* BEGIN *

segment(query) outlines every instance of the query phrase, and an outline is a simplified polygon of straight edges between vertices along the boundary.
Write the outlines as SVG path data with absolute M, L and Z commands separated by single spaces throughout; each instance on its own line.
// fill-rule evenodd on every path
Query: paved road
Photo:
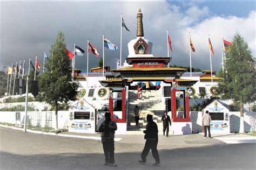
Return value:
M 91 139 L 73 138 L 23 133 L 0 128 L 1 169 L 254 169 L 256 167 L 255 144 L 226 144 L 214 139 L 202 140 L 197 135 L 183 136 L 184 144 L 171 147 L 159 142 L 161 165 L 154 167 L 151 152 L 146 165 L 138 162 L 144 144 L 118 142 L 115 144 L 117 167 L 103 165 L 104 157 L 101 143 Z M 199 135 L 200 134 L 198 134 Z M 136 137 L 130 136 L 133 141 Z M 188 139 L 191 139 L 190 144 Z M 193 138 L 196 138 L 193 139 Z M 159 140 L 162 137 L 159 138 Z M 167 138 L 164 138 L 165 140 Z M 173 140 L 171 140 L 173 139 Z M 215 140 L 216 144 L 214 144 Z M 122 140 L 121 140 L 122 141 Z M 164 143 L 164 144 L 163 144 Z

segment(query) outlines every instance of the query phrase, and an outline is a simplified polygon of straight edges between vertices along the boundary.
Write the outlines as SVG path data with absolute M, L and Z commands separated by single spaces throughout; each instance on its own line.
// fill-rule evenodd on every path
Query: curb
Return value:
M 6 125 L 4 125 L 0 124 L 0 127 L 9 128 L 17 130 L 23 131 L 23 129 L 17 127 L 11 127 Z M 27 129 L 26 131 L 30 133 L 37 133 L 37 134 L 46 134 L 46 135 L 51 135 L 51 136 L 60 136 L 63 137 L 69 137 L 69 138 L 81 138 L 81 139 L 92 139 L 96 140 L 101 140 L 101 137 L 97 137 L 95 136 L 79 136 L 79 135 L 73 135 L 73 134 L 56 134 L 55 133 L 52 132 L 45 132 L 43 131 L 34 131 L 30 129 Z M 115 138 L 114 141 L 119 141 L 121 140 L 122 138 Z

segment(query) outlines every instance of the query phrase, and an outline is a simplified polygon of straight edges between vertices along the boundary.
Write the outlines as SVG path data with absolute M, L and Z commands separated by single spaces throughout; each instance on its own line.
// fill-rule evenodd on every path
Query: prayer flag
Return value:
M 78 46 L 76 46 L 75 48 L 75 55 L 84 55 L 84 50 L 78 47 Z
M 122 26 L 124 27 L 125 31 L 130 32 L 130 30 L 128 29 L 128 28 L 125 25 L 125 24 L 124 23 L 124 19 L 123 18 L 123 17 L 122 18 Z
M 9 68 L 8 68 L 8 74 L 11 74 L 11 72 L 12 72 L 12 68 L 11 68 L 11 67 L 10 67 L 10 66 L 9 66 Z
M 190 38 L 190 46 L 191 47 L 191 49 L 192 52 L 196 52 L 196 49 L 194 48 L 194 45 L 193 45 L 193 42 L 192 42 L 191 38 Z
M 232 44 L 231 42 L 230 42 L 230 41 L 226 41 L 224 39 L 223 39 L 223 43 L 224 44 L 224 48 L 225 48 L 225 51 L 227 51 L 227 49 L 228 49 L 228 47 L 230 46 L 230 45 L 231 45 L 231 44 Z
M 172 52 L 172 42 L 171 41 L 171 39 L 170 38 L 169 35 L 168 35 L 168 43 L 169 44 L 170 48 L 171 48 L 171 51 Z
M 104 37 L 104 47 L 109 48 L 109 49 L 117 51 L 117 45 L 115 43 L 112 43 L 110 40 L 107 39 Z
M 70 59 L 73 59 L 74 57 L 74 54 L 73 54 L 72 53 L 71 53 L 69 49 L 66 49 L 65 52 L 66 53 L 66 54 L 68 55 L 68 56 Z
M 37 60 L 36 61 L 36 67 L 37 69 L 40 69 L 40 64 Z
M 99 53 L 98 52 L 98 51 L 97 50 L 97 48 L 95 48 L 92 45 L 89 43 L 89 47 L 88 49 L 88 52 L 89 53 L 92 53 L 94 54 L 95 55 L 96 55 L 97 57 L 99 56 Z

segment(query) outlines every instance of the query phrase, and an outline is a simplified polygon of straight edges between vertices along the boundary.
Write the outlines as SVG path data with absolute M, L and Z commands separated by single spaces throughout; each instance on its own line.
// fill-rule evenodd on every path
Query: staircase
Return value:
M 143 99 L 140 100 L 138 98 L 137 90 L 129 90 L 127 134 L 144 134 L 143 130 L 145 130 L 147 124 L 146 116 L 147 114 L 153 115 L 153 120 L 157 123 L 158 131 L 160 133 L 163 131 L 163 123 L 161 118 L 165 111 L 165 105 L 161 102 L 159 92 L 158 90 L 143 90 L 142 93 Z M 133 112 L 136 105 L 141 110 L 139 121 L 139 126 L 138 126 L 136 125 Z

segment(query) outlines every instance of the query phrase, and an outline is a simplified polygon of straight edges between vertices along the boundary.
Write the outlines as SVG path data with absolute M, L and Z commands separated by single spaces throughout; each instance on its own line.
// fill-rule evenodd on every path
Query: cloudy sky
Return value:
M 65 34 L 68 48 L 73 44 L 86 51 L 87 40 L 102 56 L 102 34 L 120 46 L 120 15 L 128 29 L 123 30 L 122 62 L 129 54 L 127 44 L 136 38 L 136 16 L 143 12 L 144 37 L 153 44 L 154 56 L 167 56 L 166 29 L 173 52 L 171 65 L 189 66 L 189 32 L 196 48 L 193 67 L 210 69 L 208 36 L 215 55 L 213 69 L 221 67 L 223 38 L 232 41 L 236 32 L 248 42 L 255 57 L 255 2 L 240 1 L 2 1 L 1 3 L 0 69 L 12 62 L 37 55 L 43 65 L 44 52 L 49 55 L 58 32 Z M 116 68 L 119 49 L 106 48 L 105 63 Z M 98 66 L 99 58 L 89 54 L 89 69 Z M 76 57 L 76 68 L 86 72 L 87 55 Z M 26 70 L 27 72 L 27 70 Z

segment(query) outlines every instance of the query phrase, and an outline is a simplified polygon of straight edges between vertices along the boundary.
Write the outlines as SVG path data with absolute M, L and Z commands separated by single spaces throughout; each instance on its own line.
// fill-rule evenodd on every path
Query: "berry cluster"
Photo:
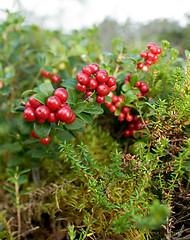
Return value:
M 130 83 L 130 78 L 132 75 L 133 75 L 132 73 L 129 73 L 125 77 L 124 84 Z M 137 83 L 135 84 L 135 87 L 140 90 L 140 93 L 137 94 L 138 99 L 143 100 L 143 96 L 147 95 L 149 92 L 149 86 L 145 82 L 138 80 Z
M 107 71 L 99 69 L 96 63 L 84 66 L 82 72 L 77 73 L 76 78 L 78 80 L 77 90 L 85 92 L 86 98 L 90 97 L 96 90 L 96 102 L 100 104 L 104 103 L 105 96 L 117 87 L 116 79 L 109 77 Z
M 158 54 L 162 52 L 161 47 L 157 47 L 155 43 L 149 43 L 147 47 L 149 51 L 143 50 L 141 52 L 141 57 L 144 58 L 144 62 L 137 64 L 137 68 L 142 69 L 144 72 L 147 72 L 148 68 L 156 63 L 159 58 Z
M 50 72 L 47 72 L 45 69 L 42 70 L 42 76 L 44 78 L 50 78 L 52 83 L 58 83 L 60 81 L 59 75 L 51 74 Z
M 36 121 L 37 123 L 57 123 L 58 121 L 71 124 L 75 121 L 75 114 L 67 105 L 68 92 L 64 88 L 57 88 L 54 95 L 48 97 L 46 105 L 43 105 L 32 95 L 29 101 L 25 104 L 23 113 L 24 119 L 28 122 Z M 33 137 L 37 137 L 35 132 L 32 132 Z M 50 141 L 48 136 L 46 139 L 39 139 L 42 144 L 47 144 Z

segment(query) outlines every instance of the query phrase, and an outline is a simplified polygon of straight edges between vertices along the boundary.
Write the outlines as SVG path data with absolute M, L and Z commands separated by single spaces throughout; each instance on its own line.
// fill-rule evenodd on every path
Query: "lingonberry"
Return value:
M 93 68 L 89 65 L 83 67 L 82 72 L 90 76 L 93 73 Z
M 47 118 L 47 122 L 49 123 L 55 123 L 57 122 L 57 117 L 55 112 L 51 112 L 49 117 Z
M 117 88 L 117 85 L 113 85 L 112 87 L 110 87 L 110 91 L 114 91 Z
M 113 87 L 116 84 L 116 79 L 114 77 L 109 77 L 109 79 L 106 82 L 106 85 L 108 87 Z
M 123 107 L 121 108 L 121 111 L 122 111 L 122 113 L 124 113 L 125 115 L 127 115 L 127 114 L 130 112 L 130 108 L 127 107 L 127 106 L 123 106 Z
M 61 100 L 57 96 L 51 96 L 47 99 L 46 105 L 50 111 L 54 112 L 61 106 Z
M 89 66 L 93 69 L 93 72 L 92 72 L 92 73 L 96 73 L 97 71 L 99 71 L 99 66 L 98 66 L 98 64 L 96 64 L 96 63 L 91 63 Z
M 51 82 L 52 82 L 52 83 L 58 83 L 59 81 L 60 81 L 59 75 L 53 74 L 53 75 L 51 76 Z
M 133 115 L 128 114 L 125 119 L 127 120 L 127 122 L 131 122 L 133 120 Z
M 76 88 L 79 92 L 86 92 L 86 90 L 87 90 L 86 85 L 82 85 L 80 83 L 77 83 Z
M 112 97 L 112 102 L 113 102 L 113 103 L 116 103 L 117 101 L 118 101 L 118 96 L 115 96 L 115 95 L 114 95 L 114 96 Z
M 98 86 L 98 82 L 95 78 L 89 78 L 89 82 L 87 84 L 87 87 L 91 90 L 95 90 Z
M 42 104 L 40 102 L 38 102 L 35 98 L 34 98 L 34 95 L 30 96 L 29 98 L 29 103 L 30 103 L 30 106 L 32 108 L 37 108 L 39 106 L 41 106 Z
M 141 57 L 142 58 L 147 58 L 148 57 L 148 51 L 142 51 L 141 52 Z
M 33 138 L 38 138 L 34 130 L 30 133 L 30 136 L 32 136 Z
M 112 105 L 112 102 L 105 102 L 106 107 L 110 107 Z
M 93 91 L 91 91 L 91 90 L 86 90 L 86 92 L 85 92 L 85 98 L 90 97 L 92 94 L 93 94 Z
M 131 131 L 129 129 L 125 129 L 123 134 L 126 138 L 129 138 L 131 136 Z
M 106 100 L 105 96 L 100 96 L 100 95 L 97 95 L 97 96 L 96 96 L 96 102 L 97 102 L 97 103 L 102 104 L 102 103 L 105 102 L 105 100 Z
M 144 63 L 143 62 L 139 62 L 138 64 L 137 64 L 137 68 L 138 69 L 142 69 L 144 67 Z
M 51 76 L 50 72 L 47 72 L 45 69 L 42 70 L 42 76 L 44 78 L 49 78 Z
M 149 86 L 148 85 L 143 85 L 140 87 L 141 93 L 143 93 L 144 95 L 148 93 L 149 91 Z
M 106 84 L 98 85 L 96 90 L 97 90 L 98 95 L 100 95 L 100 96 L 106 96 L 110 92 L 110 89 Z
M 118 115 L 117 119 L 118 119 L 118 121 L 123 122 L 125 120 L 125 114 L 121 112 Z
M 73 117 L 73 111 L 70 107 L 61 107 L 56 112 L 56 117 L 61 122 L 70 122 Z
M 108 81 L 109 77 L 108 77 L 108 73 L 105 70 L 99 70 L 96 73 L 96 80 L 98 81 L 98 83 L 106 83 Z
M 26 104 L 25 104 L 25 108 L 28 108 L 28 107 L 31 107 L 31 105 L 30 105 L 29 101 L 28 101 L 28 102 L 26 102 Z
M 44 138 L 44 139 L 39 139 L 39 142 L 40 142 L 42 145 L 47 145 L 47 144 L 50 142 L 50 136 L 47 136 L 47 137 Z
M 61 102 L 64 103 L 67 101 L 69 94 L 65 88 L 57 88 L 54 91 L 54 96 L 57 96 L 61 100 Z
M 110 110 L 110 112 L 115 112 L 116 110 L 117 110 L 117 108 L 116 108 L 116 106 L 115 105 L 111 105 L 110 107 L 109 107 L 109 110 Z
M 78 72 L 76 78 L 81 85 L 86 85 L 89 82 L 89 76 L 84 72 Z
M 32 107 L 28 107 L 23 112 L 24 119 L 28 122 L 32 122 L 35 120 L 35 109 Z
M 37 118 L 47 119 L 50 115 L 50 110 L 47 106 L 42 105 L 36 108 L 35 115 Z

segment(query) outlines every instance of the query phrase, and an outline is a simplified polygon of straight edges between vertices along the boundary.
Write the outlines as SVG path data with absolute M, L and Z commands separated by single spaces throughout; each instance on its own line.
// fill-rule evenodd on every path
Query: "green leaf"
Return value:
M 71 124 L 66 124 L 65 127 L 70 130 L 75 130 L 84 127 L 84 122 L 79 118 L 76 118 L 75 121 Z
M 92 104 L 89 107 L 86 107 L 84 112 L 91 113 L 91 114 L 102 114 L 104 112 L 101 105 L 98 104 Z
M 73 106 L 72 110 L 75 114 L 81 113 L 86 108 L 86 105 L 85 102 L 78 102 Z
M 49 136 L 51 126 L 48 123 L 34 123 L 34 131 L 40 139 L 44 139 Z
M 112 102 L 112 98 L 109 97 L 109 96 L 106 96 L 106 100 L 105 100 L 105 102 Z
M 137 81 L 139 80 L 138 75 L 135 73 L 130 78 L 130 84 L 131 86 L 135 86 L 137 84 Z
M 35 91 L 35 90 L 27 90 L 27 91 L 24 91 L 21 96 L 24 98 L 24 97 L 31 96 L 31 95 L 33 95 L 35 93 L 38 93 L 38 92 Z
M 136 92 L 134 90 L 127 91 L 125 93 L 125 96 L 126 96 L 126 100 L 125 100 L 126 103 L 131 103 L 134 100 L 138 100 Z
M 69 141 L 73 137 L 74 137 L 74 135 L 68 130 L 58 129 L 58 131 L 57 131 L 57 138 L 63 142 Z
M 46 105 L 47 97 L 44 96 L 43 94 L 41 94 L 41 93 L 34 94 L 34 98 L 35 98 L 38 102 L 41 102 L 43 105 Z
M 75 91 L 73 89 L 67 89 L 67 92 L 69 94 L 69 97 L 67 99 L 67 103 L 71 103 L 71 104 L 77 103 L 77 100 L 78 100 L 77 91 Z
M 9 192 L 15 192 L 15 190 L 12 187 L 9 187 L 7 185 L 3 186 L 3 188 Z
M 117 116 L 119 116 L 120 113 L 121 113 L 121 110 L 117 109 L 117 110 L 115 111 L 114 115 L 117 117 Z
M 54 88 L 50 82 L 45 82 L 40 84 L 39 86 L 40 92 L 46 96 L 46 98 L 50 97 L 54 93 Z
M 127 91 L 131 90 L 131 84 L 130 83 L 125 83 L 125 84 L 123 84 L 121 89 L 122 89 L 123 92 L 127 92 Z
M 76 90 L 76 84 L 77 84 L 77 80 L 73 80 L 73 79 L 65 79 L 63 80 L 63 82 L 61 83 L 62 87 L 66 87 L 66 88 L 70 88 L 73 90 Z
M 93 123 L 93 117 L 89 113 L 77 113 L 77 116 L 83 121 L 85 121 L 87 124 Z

* END *

### [Exercise]
Copy the data above word for word, from its very first line through the line that contains "Query: paved road", and output those lines only.

### [Reply to the exercise]
segment(query) outlines every instance of the query phrase, and an outline is a simplified polygon of straight edges between vertices along the boundary.
Write the outlines as SVG path data with absolute M, L and Z commands separated by single spaces throughout; each instance on its own line.
// fill-rule evenodd on every path
Query: paved road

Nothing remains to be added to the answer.